## start Excerpted data

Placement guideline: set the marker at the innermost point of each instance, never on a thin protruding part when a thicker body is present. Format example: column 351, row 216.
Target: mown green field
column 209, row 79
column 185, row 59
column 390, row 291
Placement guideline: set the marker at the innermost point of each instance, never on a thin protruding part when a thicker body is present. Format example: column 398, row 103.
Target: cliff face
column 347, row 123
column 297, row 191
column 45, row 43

## end Excerpted data

Go through the records above and retype each one exactly.

Placement guideline: set the marker at the innermost point of each instance, never on a thin protruding part when a thicker body is present. Format example: column 351, row 216.
Target: mown green field
column 209, row 79
column 185, row 59
column 390, row 291
Placement guideline: set the marker at the innermost point of each instance, never on a thin protruding part when a thicker body is present. Format example: column 398, row 103.
Target: cliff face
column 347, row 123
column 297, row 191
column 45, row 43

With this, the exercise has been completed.